WHAT IS BEING ASKED » Lines before the one containing "[locate] shoreline (one marker per instance)" are excluded. Repeat that line and every line after it, exactly.

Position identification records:
[Begin]
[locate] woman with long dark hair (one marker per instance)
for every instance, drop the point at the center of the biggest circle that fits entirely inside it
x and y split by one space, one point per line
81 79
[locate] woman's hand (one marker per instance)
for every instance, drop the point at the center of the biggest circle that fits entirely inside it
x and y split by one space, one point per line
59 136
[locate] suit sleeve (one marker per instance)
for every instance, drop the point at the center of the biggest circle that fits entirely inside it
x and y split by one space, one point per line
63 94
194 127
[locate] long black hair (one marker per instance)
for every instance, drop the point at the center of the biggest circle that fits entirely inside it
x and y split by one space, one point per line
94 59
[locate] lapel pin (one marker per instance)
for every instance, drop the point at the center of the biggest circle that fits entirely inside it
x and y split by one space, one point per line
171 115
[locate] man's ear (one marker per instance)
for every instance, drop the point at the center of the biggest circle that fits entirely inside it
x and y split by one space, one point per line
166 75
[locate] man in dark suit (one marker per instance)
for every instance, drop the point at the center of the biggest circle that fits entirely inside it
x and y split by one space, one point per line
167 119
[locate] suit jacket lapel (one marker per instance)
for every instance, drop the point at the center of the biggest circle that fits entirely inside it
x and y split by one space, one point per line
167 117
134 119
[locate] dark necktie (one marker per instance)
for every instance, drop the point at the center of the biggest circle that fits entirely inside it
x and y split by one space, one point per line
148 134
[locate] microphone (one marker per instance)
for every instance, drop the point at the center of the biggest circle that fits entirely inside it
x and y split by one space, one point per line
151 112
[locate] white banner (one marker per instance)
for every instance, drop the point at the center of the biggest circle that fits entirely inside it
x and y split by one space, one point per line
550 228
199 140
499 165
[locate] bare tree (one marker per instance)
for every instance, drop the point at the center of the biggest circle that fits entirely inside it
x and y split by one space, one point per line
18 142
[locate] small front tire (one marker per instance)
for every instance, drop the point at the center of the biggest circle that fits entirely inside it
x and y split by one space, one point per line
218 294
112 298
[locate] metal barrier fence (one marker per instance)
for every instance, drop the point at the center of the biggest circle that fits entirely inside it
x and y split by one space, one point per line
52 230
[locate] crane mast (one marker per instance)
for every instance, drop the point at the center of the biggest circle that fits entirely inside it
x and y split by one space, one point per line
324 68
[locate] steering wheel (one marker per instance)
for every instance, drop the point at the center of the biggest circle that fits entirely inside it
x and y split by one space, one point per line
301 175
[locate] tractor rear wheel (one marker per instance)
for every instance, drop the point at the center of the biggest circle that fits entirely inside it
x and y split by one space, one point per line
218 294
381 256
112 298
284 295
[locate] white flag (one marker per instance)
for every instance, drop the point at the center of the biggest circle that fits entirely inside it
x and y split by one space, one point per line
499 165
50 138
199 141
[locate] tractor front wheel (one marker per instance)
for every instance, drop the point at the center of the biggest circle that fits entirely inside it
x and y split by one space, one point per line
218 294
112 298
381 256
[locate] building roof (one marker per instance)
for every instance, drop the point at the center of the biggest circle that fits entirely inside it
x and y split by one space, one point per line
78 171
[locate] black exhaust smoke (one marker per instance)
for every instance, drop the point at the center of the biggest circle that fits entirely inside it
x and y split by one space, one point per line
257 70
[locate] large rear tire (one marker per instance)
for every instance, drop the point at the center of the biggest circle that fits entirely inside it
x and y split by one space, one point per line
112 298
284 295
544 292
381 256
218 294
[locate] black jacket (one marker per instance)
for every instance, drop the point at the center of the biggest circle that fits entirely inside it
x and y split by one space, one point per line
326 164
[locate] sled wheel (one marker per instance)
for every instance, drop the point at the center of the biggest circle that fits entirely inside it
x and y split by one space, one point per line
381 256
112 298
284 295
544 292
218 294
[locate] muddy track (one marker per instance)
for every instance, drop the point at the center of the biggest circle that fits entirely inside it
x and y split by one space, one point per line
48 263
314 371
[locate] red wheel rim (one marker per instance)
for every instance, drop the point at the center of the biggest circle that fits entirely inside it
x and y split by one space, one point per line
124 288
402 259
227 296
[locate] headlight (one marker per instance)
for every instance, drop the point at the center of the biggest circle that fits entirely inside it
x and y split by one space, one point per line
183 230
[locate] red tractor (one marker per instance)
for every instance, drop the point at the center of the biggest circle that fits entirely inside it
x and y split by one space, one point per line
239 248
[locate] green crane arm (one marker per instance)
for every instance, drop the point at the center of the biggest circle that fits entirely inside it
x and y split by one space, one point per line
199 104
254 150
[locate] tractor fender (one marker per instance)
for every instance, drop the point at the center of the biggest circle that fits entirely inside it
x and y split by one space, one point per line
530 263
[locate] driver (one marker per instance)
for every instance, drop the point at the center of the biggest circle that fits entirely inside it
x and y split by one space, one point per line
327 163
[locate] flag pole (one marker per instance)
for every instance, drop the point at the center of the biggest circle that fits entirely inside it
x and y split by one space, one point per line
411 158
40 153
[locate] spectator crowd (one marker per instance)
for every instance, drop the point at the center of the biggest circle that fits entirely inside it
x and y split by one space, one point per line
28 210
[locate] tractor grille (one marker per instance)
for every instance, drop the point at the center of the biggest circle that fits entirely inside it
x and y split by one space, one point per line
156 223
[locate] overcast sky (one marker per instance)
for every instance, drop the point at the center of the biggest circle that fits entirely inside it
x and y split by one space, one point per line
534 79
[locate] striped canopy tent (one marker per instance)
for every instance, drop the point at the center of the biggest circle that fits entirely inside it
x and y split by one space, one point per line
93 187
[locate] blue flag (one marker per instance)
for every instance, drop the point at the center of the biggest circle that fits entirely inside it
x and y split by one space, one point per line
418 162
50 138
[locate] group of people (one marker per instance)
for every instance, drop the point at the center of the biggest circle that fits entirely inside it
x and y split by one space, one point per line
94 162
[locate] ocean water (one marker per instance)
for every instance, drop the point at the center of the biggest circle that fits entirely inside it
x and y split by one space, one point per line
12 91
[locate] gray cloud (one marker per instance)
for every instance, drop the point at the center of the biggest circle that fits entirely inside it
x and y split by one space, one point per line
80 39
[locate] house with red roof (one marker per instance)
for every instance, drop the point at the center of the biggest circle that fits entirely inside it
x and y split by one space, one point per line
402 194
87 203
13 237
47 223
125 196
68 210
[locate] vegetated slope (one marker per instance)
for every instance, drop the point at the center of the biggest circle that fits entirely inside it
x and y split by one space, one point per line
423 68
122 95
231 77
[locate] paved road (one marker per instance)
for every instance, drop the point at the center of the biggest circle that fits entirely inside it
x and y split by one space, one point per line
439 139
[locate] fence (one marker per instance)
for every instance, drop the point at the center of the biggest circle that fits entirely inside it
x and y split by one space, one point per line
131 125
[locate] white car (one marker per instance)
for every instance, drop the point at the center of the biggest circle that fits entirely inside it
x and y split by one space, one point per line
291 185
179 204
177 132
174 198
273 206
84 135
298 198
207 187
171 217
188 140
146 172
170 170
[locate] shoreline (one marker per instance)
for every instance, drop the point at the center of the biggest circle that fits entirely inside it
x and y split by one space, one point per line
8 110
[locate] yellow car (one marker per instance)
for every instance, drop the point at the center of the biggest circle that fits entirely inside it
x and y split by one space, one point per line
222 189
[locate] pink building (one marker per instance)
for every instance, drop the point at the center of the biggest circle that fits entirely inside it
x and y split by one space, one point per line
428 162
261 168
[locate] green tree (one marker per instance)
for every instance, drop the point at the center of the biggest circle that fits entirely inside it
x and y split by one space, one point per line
[End]
RESULT OF THIS TASK »
[locate] shoreline (one marker per instance)
for every instance, drop the point at the center of the biggest circle that fits entirely inside it
x and y split by one space, one point per line
8 110
[locate] yellow car (one marker per instance)
for every instance, drop the point at the center of the biggest circle that fits entirely inside it
x and y split by one space, one point per line
222 189
[locate] pink building (one marker per instance)
for every instance, drop the point at the center of the biggest circle that fits entirely inside it
x and y split by one space, one point per line
428 162
261 168
[locate] green tree (one marker per instance)
for every instance, drop the point at the center of the biggest circle that fits entirely inside it
x and y split by one space, one point per line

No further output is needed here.